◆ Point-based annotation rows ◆
▶
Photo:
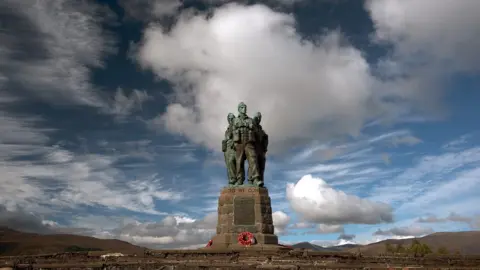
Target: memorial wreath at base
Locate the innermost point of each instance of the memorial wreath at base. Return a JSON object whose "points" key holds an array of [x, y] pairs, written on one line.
{"points": [[246, 239]]}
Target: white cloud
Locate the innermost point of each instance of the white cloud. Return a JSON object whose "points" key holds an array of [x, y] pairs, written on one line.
{"points": [[326, 228], [431, 41], [150, 9], [68, 40], [280, 221], [452, 217], [413, 230], [226, 62], [65, 179], [124, 105], [316, 201], [171, 232]]}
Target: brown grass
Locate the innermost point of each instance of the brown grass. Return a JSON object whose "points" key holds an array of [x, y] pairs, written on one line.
{"points": [[13, 243], [467, 243]]}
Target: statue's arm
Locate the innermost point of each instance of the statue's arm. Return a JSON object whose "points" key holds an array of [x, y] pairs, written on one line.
{"points": [[265, 141]]}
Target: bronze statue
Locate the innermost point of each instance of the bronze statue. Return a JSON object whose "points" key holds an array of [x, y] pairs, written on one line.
{"points": [[261, 146], [244, 140], [228, 150]]}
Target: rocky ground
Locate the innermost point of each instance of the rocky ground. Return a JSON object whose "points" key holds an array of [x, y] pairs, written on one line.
{"points": [[248, 259]]}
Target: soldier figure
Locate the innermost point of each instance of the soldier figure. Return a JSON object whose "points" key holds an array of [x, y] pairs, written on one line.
{"points": [[261, 146], [244, 138], [228, 150]]}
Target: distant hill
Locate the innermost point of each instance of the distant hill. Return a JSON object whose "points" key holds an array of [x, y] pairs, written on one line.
{"points": [[467, 243], [20, 243], [310, 246]]}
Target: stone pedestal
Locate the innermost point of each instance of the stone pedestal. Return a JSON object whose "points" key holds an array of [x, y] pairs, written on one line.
{"points": [[244, 209]]}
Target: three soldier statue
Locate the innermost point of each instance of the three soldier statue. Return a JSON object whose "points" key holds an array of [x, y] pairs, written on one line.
{"points": [[245, 140]]}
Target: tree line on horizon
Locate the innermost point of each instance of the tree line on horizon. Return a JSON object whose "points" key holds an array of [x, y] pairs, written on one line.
{"points": [[416, 249]]}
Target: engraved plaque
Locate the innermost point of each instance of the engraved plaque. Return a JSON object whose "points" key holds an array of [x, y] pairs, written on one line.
{"points": [[244, 211]]}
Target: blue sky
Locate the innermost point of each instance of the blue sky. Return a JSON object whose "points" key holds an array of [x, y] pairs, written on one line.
{"points": [[112, 114]]}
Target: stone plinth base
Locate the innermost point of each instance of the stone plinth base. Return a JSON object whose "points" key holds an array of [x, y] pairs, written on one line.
{"points": [[244, 209]]}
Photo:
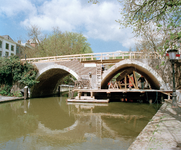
◀
◆ WHAT IS ASKED ◆
Please rewrite these rows with "innermost" changed to "central" everywhere, keeping everything else the same and omitting the pictures.

◆ THE RESULT ◆
Photo:
Target: memorial wreath at base
Locate the central point of each instance of the memorial wreath at base. Return a JSON object whose "points" key holds an array of [x, y] pairs, written on one line.
{"points": [[246, 239]]}
Target: white cloud
Locate the central point of each instance of the white cloud. Return a JSON object whose "points" key holds an array of [x, y] pairs, written on one line.
{"points": [[326, 228], [431, 41], [150, 9], [68, 40], [280, 221], [452, 217], [413, 230], [226, 62], [65, 179], [124, 105], [316, 201], [171, 232]]}
Target: brown grass
Locate the central point of each instance of the brown grass. Return a JSON object whose "points" key holds an array of [x, y] pairs, written on one line.
{"points": [[13, 243], [467, 243]]}
Target: statue's arm
Locate the central point of each instance of the statue's arm. Return a JSON object whose "points" key holds an array of [x, y] pairs, written on one line.
{"points": [[265, 141]]}
Target: bronze statue
Locate the central point of each instance of the bronze statue. Return a JSON object whose "points" key holds an array of [x, y] pairs, written on one line.
{"points": [[261, 146], [244, 140], [228, 150]]}
Target: rocky ground
Locate the central point of each instance of the rocky ground. Return a JSON object whose "points" key holds an array of [x, y] pairs, written on one line.
{"points": [[248, 259]]}
Target: soldier figure
Locate the central point of each instance of the soldier figure. Return a JSON object whose "points" key holds an array of [x, y] pairs, written on one line.
{"points": [[261, 146], [244, 138], [228, 150]]}
Target: distant hill
Locate the central point of each instance of the distant hill. Return a JSON object whose "points" key holds an array of [x, y] pairs, written on one line.
{"points": [[467, 243], [20, 243], [310, 246]]}
Target: stone pedestal
Locate the central point of each instance of the stone pedestal. Return a JSON object whose "points" key holds an array of [x, y] pairs, written on one line.
{"points": [[244, 209]]}
Target: three soldier statue
Locate the central point of each instance of the three soldier statue. Return a JSON object whose "points" key holds an array of [x, y] pairs, written on one line.
{"points": [[245, 140]]}
Target: tree line on horizon
Locate the central point of each instance of the tree line on horizon. Return a JSON object whose "points" key holds an array of [x, y] pairs, written on one line.
{"points": [[416, 249]]}
Target: engraved plaque
Locate the central point of each instance of the engraved plaque. Return a JSON object whose "points" key holds an array of [x, y] pairs, written on one line.
{"points": [[244, 211]]}
Target: blue sky
Locate the central point of each instance of the blue sky. Return a JSON object whose "points" key holds an array of [x, y] pairs, written on one line.
{"points": [[112, 114]]}
Target: stone plinth base
Locate the central point of each instance of the stone plinth base. Return a JSON object whose "points" key holds an array of [x, y] pairs, written on one line.
{"points": [[244, 209]]}
Photo:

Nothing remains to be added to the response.